Exercise goal
Lay out everything in the records below, from the line containing "Pick out each instance of the wooden spoon" down to the line containing "Target: stainless steel toaster", as a numbered list. Include both of those lines and leave out any blank lines.

Task input
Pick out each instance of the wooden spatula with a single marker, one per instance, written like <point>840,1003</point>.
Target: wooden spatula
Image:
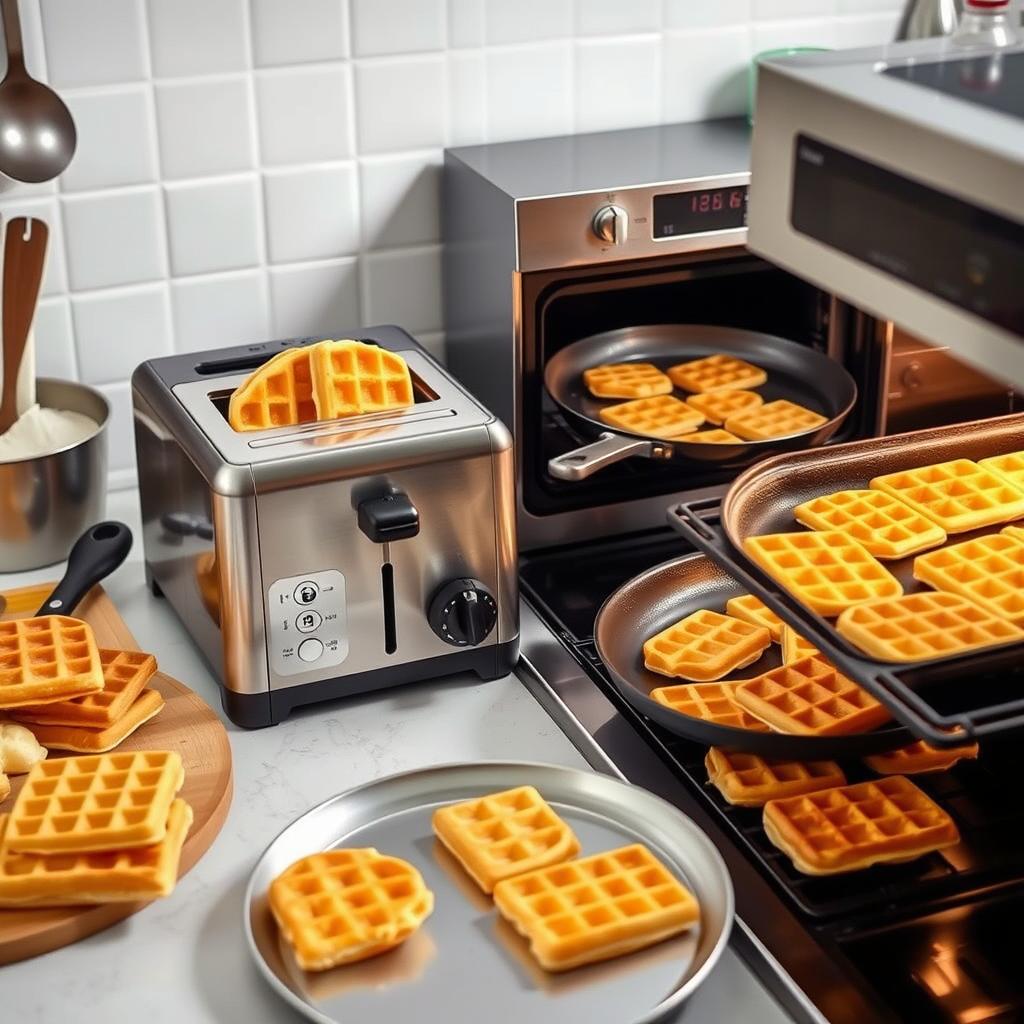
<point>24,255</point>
---
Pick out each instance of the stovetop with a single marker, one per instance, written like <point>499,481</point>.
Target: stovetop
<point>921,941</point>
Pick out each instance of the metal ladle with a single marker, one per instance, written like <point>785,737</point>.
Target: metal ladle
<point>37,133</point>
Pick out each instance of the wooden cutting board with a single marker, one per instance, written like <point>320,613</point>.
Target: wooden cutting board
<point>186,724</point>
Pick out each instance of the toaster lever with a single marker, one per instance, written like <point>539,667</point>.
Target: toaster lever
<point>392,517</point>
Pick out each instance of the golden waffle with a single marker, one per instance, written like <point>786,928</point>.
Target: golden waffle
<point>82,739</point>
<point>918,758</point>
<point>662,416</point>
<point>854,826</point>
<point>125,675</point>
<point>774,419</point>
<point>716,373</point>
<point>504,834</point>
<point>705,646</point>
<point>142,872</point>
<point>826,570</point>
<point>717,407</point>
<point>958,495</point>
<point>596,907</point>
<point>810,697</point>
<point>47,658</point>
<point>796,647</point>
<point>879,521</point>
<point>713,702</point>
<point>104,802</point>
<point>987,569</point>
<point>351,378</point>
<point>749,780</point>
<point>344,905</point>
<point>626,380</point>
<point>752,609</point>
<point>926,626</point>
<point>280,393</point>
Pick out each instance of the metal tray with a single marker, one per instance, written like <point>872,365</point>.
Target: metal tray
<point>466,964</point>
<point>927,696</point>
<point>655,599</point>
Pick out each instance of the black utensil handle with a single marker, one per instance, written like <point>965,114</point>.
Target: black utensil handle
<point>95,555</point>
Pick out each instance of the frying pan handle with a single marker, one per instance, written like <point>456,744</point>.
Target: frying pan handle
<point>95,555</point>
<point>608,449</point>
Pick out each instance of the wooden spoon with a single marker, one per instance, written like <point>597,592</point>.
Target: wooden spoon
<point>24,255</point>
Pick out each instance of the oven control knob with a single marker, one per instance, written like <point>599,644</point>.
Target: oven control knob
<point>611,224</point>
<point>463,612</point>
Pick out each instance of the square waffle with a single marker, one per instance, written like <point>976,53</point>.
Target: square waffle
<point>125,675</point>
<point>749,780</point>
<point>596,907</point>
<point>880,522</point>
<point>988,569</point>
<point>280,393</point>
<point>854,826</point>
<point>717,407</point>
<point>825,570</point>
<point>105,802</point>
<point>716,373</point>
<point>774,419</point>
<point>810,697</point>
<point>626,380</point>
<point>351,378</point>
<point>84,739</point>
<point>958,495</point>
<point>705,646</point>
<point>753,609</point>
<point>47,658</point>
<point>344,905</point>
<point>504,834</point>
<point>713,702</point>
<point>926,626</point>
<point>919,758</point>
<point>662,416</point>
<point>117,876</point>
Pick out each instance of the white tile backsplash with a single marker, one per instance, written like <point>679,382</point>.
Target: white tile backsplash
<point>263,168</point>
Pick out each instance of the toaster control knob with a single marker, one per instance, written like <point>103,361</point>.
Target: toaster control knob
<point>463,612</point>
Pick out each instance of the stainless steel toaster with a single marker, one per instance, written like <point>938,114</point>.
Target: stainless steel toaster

In response
1. Pick out each instance of the wooden spoon with a single marker, one per instance, written like <point>597,592</point>.
2. Target: wooden spoon
3. <point>24,255</point>
4. Pick out each instance of the oven control knob with a single marker, one per instance, written like <point>599,644</point>.
5. Target: oven control knob
6. <point>611,224</point>
7. <point>463,612</point>
8. Pick out each instance of the square waffle with a single marker, one per instance, written like <point>976,53</point>.
9. Target: square waffle
10. <point>125,675</point>
11. <point>749,780</point>
12. <point>596,907</point>
13. <point>880,522</point>
14. <point>988,569</point>
15. <point>280,393</point>
16. <point>854,826</point>
17. <point>717,407</point>
18. <point>825,570</point>
19. <point>105,802</point>
20. <point>716,373</point>
21. <point>774,419</point>
22. <point>810,697</point>
23. <point>626,380</point>
24. <point>351,378</point>
25. <point>84,739</point>
26. <point>958,495</point>
27. <point>705,646</point>
28. <point>753,609</point>
29. <point>47,658</point>
30. <point>344,905</point>
31. <point>504,834</point>
32. <point>713,702</point>
33. <point>926,626</point>
34. <point>919,758</point>
35. <point>662,416</point>
36. <point>117,876</point>
37. Pick out each instance of the white tile backsplash with a single marker, one per instance, written like <point>679,382</point>.
38. Target: white tile backsplash
39. <point>263,168</point>
40. Pick out each instance of the toaster control knob with a single marker, one per instance, written like <point>103,361</point>.
41. Target: toaster control knob
42. <point>463,612</point>
43. Pick out each instance of the stainless steel toaster with a single marker, one per instance, written like <point>938,114</point>.
44. Target: stainless steel toaster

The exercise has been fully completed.